» **HAZ ESTO**
Reescribe el fragmento sobre el amor empezando en "No estoy muy" y terminando en "fecha de caducidad.", pero pon "refugio" donde dice "puerto de mar".

» **FRAGMENTO**

###

No estoy muy seguro de suscribir la moraleja final de la película: que el amor verdadero dura toda la vida a pesar del fracaso o la distancia. A pesar de los pesares... Yo en esto soy más politeísta que monoteísta. No creo que haya un solo amor puro que recorra nuestras biografías. Y que el resto, cuando van llegando, solo sean esfuerzos por recuperarlo. Cada edad tiene su amor; cada viaje, su puerto de mar. El amor, cuando es de verdad, nace con vocación de ser eterno. En eso estamos de acuerdo todas las religiones. Pero la eternidad, muchas veces, también viene con fecha de caducidad.

###

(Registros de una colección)
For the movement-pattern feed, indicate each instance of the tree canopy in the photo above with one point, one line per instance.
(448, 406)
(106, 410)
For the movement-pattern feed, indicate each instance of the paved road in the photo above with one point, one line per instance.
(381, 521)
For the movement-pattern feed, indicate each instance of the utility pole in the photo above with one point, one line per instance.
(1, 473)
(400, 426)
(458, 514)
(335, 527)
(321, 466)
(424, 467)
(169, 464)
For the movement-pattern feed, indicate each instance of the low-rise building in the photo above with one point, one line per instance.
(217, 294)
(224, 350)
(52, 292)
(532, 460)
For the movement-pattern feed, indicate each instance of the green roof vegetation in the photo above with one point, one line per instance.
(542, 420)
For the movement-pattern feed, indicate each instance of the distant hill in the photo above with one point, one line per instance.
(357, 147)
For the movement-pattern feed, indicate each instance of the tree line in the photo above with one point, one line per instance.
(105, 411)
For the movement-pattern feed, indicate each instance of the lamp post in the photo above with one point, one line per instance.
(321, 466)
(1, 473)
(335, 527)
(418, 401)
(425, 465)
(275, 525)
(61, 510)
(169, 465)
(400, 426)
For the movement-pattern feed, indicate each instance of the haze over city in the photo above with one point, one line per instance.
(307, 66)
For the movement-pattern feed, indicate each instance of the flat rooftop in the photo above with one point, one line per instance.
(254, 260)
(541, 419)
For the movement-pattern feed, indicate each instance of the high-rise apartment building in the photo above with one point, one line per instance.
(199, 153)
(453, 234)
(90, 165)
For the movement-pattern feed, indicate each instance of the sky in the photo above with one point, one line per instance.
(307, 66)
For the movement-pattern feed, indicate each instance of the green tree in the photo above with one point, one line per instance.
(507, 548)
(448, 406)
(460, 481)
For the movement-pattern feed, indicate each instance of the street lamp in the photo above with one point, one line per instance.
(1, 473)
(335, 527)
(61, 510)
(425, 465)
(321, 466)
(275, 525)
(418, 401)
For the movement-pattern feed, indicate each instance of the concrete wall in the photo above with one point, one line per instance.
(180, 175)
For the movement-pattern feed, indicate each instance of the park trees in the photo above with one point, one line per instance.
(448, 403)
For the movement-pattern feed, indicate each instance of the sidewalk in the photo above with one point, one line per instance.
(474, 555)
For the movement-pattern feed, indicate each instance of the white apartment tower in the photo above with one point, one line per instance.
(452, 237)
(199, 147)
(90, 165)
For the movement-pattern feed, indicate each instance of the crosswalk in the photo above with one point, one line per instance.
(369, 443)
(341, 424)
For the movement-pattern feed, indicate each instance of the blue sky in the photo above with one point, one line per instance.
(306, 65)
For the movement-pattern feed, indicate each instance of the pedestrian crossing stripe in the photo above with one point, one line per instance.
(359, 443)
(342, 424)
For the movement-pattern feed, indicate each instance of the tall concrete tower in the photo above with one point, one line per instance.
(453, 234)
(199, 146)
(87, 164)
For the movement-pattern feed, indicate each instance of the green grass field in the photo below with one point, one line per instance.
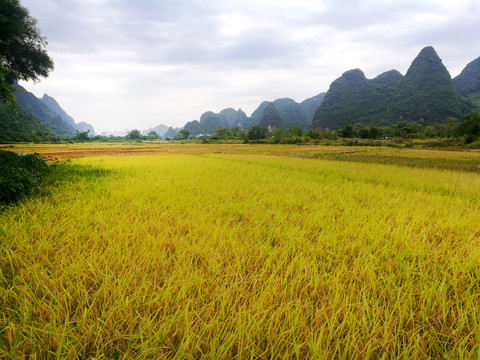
(246, 253)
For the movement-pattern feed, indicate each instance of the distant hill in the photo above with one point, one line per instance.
(353, 98)
(159, 129)
(310, 105)
(468, 81)
(425, 95)
(271, 117)
(210, 121)
(292, 113)
(43, 119)
(34, 106)
(22, 127)
(53, 105)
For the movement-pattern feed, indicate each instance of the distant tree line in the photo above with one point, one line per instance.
(468, 129)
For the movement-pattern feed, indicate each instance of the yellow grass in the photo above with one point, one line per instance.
(224, 253)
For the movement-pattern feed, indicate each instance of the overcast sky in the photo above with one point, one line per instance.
(135, 64)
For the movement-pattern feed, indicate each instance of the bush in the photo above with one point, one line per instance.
(19, 174)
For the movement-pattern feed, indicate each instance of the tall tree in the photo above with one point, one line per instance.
(22, 49)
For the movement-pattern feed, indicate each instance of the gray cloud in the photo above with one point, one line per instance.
(171, 60)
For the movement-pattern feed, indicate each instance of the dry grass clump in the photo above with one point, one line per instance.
(243, 256)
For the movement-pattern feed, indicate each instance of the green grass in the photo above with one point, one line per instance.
(240, 256)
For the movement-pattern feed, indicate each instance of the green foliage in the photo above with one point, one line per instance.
(134, 135)
(23, 127)
(21, 48)
(81, 136)
(353, 99)
(470, 127)
(257, 133)
(271, 117)
(152, 135)
(182, 135)
(19, 174)
(211, 122)
(426, 94)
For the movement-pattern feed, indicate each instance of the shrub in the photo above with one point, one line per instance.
(19, 174)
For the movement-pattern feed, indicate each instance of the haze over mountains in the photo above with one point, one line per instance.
(426, 94)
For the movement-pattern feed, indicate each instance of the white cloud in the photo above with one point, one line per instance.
(123, 63)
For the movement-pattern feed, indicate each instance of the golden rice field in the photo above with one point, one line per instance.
(244, 252)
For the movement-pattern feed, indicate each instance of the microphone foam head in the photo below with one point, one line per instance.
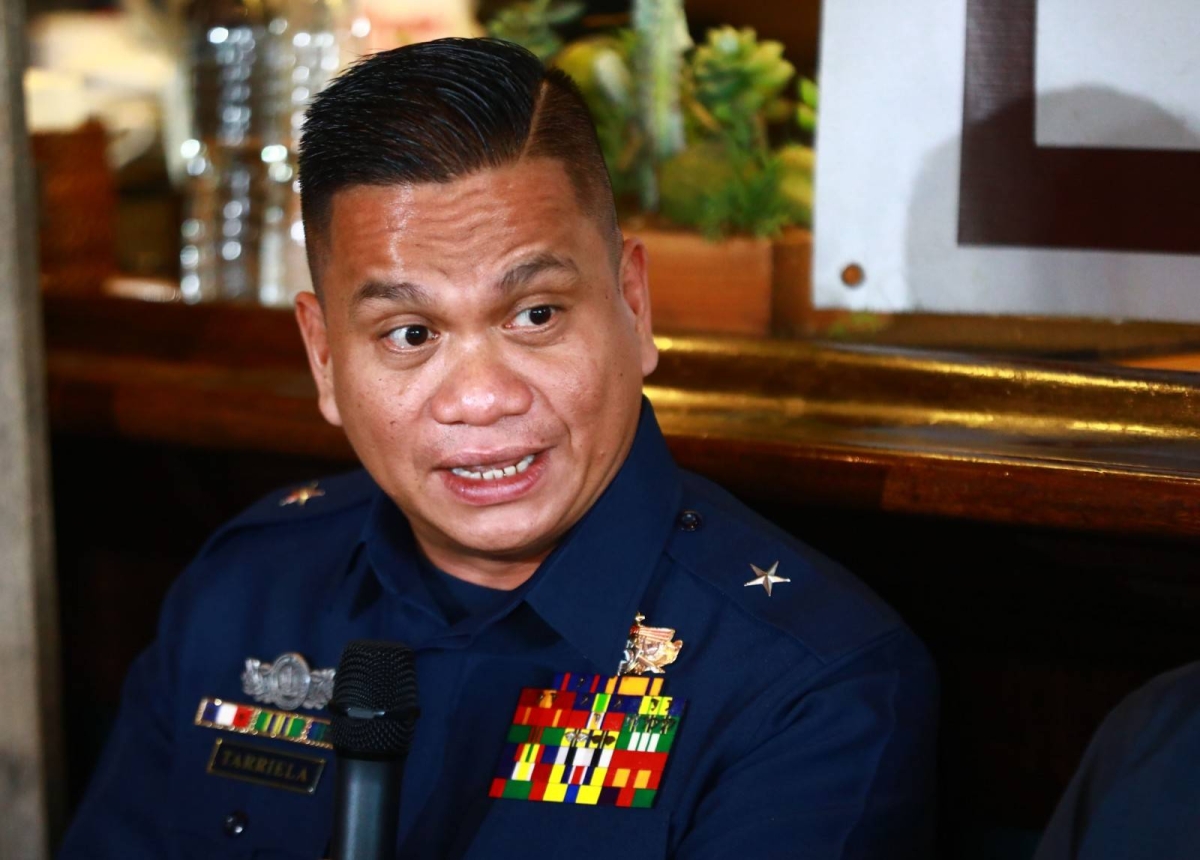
(375, 701)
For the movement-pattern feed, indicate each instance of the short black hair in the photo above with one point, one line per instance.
(435, 112)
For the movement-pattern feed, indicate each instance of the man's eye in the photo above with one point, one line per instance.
(408, 336)
(534, 317)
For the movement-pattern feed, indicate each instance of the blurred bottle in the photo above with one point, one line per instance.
(253, 66)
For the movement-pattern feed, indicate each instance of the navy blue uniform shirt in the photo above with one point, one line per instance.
(809, 728)
(1137, 792)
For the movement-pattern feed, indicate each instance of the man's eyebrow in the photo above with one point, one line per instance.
(384, 290)
(527, 270)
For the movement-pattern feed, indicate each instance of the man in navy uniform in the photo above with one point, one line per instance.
(615, 657)
(1135, 793)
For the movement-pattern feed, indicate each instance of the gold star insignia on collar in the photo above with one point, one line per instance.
(766, 578)
(301, 497)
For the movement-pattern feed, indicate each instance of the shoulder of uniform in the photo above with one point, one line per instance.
(811, 597)
(304, 504)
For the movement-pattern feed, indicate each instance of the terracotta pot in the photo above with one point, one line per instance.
(741, 286)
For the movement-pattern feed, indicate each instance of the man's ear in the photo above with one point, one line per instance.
(311, 318)
(635, 287)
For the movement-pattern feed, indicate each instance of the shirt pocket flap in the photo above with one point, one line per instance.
(521, 828)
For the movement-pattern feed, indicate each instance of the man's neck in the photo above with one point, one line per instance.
(490, 572)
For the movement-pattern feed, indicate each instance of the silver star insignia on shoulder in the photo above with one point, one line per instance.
(766, 578)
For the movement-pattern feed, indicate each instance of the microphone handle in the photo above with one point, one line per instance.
(366, 809)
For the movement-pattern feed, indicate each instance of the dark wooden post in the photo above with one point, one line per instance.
(30, 767)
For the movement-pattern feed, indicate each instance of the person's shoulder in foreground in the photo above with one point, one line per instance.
(1135, 793)
(613, 657)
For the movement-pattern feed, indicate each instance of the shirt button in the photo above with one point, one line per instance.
(237, 823)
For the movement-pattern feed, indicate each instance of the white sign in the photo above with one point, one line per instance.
(888, 182)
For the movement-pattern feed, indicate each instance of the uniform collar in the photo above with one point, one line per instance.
(589, 587)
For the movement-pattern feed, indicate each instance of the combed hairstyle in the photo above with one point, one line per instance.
(436, 112)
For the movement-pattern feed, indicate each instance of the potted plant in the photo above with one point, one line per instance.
(707, 148)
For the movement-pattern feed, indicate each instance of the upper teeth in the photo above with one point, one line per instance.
(481, 474)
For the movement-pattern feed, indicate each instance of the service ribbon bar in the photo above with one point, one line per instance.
(592, 740)
(263, 722)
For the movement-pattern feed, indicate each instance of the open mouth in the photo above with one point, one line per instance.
(495, 471)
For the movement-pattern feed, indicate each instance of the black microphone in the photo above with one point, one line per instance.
(375, 715)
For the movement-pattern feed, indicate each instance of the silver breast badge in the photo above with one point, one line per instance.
(288, 683)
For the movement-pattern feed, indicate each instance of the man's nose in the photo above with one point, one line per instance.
(480, 389)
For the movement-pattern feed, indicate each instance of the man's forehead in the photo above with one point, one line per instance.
(540, 182)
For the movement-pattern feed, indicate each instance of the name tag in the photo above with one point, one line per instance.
(265, 767)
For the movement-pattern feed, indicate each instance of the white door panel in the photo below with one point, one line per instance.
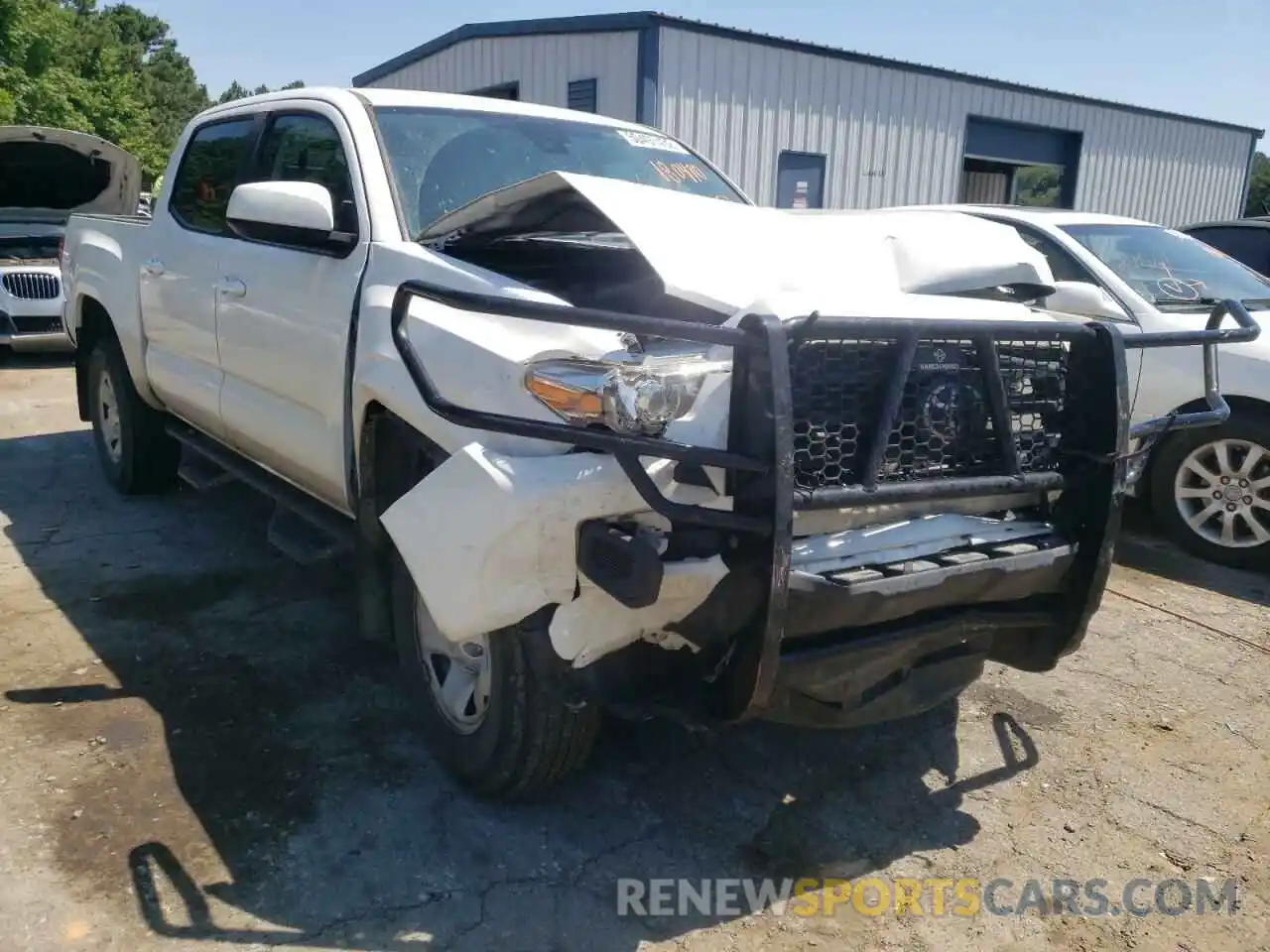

###

» **SOLUCIÓN DEL EJERCICIO**
No estoy muy seguro de suscribir la moraleja final de la película: que el amor verdadero dura toda la vida a pesar del fracaso o la distancia. A pesar de los pesares... Yo en esto soy más politeísta que monoteísta. No creo que haya un solo amor puro que recorra nuestras biografías. Y que el resto, cuando van llegando, solo sean esfuerzos por recuperarlo. Cada edad tiene su amor; cada viaje, su refugio. El amor, cuando es de verdad, nace con vocación de ser eterno. En eso estamos de acuerdo todas las religiones. Pero la eternidad, muchas veces, también viene con fecha de caducidad.